---------- Given text

Untagging CDB as this is (most likely) not a bug with the CDB reader software itself. Tagging Babel, Translate and core LocalisationCache instead which are more likely suspects.

Reading out a localisation file with CDB takes up a certain amount of memory, but not so much that it would OOM by itself (if that were the case, all of prod would be OOM'ing which it isn't by a long shot). As such, it is also entirely possible that something else in these Meta-Wiki API requests between Babel and Translate is consuming a lot more memory than before (arguably too much), and then the actual OOM might just happen here in the CDB call where it reaches the final threshold.

--------------------

● **What you have to do**:
Can you transcribe the CDB bug comment between "Untagging CDB as" and "the final threshold.", inclusive? These records come from a separate source.

---------- Data listing

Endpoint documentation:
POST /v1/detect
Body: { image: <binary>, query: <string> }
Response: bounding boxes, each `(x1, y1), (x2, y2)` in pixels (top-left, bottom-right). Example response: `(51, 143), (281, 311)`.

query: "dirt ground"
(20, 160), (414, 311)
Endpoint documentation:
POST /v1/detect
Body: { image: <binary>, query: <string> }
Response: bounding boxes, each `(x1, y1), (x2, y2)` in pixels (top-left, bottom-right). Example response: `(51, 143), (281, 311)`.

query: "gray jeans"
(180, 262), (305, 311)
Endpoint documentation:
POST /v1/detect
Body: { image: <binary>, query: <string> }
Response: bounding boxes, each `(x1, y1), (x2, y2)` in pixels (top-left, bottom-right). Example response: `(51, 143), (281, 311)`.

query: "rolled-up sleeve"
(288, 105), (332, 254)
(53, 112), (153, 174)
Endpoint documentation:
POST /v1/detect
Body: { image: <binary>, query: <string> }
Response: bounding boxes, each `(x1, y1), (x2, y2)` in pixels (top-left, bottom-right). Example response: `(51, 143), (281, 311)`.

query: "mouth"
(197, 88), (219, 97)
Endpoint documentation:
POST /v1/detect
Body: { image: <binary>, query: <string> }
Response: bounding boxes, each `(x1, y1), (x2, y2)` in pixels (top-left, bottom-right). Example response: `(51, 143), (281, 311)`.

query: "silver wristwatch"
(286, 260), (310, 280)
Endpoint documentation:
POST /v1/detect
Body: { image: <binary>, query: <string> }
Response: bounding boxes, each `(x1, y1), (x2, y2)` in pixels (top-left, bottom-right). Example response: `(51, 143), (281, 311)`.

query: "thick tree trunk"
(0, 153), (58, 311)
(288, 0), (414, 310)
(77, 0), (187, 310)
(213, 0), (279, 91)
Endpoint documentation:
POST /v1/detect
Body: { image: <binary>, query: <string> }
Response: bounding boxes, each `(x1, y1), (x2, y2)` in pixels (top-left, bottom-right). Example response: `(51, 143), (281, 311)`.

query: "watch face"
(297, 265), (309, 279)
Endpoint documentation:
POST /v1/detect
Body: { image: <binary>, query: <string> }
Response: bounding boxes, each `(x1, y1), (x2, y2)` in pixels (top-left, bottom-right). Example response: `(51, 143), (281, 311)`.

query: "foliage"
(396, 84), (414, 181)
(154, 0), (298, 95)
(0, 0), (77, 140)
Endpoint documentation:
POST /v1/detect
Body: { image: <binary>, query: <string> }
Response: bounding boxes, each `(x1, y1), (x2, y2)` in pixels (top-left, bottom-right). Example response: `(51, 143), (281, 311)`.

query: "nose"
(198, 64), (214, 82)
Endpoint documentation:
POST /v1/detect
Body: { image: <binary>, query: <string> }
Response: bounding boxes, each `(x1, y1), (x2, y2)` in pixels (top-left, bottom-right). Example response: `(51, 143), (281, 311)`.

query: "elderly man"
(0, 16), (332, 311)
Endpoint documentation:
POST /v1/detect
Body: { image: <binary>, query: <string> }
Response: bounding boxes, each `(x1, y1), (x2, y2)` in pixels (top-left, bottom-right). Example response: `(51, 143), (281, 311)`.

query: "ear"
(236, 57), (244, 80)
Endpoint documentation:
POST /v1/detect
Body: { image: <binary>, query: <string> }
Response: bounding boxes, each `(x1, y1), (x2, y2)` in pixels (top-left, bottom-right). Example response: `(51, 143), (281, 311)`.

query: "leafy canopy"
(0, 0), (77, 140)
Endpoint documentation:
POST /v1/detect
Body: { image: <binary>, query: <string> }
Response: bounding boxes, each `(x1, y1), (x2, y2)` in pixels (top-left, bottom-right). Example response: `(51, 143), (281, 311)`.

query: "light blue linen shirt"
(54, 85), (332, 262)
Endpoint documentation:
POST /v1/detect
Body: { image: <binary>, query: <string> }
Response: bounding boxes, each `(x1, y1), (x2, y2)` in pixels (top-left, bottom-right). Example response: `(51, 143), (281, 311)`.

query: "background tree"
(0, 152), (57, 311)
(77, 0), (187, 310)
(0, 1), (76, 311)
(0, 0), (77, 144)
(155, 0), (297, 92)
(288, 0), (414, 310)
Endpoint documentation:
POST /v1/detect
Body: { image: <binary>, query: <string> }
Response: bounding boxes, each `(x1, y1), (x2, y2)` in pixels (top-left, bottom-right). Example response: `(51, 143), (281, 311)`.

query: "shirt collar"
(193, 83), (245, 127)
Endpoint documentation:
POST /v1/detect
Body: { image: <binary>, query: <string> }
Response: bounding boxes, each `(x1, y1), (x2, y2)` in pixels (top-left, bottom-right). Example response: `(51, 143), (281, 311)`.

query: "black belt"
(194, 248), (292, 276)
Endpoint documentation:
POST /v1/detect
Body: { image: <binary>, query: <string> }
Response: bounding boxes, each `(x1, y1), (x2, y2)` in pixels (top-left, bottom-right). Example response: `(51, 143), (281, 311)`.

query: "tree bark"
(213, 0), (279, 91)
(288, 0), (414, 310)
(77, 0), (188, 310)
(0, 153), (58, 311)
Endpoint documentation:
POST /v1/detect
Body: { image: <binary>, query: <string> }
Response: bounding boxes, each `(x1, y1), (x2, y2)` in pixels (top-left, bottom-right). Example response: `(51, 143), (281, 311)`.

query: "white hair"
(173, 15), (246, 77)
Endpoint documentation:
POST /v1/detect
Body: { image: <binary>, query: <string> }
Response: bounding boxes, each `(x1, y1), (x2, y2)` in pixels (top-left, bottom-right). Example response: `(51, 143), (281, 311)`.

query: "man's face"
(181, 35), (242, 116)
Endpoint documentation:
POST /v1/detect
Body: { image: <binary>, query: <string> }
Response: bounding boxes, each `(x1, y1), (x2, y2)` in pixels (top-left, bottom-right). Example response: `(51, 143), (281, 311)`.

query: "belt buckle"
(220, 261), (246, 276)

--------------------

● **Solution to this problem**:
Untagging CDB as this is (most likely) not a bug with the CDB reader software itself. Tagging Babel, Translate and core LocalisationCache instead which are more likely suspects.

Reading out a localisation file with CDB takes up a certain amount of memory, but not so much that it would OOM by itself (if that were the case, all of prod would be OOM'ing which it isn't by a long shot). As such, it is also entirely possible that something else in these Meta-Wiki API requests between Babel and Translate is consuming a lot more memory than before (arguably too much), and then the actual OOM might just happen here in the CDB call where it reaches the final threshold.